I agree with Balko that the president should not support laws he believes to be unconstitutional, but what he doesn’t explore is the similarity of this idea to the doctrine of nullification wherein states refuse to enforce laws their legislators or voters believe to be unconstitutional. True, failing to defend a law before the Supreme Court is less radical than refusing to enforce it–as nullification would demand–but it grants the idea that the federal judiciary is not, and should not be, the sole arbiter of constitutionality. If the Solicitor General was no longer expected to defend all federal laws, it would give the president the ability to launch a constitutional review of all federal legislation.

Some may worry that this increases an already powerful executive, but the key difference between this and other recent assertions of executive power such as signing statements and warrantless wiretaps is that this is a purely negative power. The president cannot expand the power of the federal government with this power; he could only limit it. The net effect would be fewer laws in effect, and I fail to see how any supporter of limited government–or anyone with a minimum of sense, for that matter–can see that as a bad thing. Does anyone really believe that what this country needs is an increasingly complex legal code?

WORK TASK
Answer these questions using the passage on the president and laws he believes to be unconstitutional:
(a) Which doctrine does the writer say Balko doesn't explore in connection with this idea?
(b) What two recent assertions of executive power does the writer name?
(c) According to the writer, what would the net effect of this power be?
The data that comes next is separate material and is unrelated to the passage.

[Saved entries]
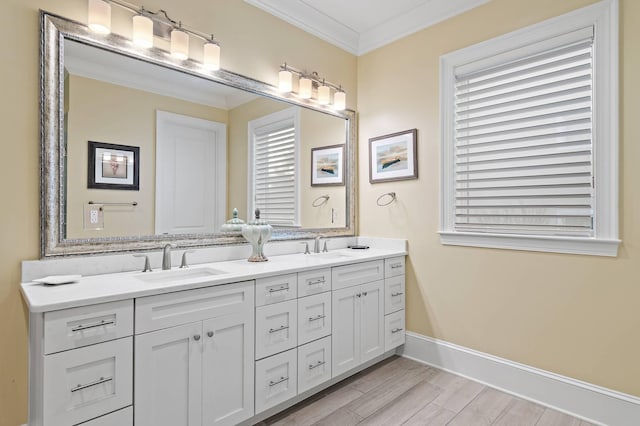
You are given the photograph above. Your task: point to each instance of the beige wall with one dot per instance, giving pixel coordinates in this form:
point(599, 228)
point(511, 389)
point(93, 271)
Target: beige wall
point(573, 315)
point(103, 112)
point(253, 43)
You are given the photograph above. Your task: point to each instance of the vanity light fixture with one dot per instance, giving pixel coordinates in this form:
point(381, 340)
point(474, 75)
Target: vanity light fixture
point(285, 80)
point(142, 30)
point(99, 16)
point(147, 23)
point(179, 43)
point(211, 57)
point(306, 84)
point(324, 94)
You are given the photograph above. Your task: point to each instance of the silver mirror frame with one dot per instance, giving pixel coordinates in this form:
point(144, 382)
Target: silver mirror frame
point(53, 31)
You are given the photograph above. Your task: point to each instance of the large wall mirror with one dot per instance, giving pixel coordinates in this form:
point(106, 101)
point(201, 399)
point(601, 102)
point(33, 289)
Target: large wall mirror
point(140, 149)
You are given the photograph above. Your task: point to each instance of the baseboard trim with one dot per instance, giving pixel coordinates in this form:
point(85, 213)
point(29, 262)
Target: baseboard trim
point(580, 399)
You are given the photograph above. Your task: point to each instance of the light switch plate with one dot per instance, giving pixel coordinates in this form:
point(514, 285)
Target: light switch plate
point(93, 217)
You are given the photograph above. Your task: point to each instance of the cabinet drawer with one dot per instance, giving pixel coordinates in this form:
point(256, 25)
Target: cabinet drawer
point(122, 417)
point(314, 364)
point(394, 294)
point(394, 330)
point(314, 282)
point(87, 325)
point(276, 380)
point(87, 382)
point(358, 273)
point(182, 307)
point(276, 328)
point(314, 317)
point(394, 267)
point(276, 289)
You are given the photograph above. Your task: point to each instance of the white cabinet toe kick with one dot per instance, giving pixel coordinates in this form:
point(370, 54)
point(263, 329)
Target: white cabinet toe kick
point(226, 354)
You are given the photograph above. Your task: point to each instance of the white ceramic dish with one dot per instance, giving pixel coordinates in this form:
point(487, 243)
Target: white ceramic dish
point(58, 279)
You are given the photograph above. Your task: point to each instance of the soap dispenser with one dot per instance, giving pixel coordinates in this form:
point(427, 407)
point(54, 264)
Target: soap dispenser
point(257, 232)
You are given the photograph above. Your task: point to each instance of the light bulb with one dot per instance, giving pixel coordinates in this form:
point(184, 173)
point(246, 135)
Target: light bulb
point(285, 81)
point(211, 56)
point(339, 100)
point(304, 91)
point(99, 20)
point(179, 44)
point(324, 95)
point(142, 31)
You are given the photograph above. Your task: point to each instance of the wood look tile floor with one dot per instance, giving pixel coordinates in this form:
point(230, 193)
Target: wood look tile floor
point(399, 391)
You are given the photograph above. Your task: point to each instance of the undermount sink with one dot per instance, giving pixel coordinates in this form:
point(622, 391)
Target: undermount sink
point(176, 275)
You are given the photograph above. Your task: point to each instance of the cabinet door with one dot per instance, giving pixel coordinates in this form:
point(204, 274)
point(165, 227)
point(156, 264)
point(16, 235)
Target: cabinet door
point(345, 334)
point(227, 380)
point(371, 320)
point(168, 376)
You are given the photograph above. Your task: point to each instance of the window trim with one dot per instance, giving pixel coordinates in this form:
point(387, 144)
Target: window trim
point(603, 16)
point(253, 126)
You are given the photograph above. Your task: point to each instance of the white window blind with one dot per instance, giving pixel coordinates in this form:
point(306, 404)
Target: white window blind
point(524, 144)
point(275, 172)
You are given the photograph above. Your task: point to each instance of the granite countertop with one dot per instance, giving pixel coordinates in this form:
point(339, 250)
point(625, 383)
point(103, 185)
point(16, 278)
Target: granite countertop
point(94, 289)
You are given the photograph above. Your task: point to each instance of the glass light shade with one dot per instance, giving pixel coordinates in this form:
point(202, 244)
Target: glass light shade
point(304, 91)
point(179, 44)
point(142, 31)
point(211, 56)
point(324, 95)
point(285, 81)
point(99, 20)
point(340, 101)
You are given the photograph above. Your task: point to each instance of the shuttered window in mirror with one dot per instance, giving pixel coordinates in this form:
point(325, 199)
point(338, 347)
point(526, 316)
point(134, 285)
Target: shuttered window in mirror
point(275, 167)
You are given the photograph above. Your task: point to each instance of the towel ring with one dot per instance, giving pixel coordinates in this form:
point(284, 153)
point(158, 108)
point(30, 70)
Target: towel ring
point(320, 201)
point(392, 198)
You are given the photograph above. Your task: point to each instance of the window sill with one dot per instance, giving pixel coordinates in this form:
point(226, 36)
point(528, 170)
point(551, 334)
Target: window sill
point(569, 245)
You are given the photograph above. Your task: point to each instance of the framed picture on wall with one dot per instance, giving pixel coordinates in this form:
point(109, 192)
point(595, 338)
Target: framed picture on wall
point(113, 166)
point(393, 157)
point(327, 165)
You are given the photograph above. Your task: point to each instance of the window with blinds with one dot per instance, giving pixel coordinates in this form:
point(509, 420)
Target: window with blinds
point(523, 144)
point(529, 137)
point(275, 169)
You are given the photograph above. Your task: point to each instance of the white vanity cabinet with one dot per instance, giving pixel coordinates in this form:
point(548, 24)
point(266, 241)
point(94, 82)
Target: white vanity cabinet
point(394, 308)
point(223, 353)
point(81, 365)
point(358, 315)
point(197, 367)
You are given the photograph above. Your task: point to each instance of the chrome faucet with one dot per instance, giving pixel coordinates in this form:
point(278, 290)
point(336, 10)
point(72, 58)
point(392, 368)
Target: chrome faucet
point(166, 257)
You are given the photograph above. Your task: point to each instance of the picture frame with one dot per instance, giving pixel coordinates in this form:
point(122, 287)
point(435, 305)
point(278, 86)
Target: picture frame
point(113, 166)
point(393, 157)
point(327, 165)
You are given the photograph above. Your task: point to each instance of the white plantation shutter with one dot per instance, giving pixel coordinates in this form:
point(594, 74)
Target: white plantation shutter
point(524, 144)
point(275, 171)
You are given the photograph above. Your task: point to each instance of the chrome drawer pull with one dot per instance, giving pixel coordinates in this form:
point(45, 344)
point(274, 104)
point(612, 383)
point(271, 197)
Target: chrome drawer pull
point(81, 327)
point(316, 365)
point(275, 330)
point(282, 379)
point(88, 385)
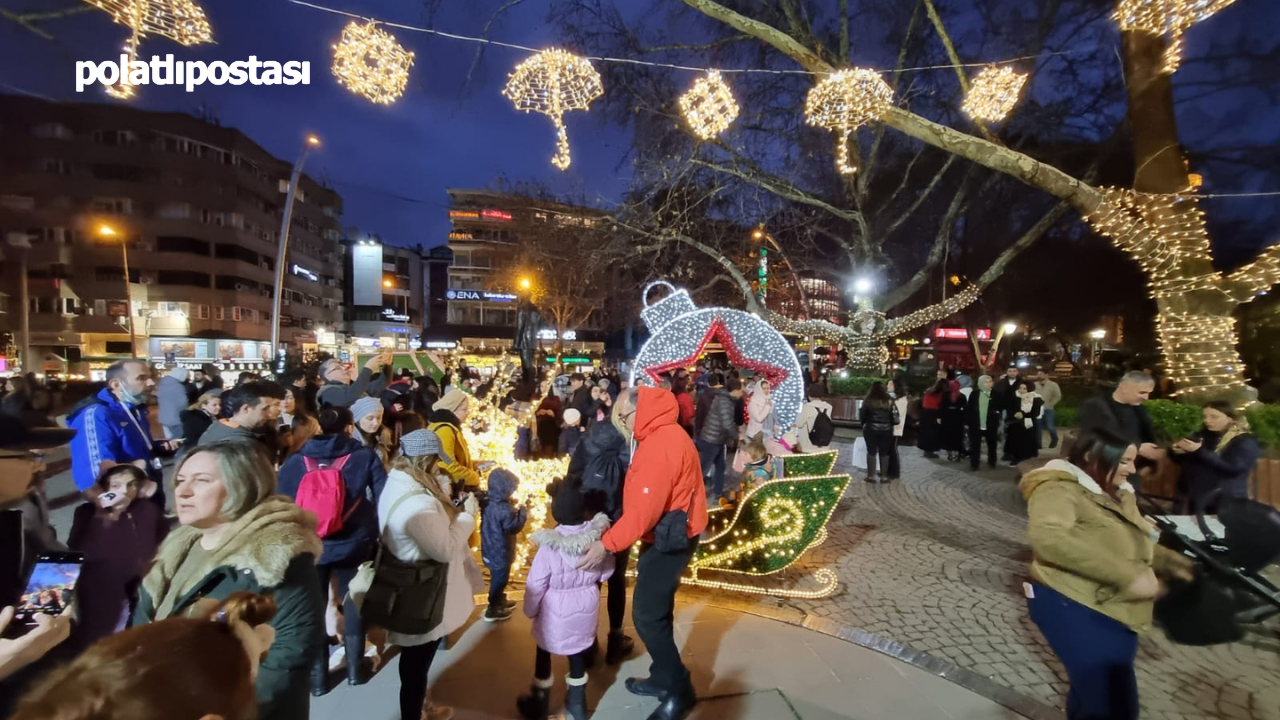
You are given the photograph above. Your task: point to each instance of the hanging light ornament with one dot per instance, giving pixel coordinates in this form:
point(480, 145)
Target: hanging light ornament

TASK SOLUTION
(a) The doctrine of nullification, in which states refuse to enforce laws their legislators or voters believe to be unconstitutional.
(b) Signing statements and warrantless wiretaps.
(c) Fewer laws in effect.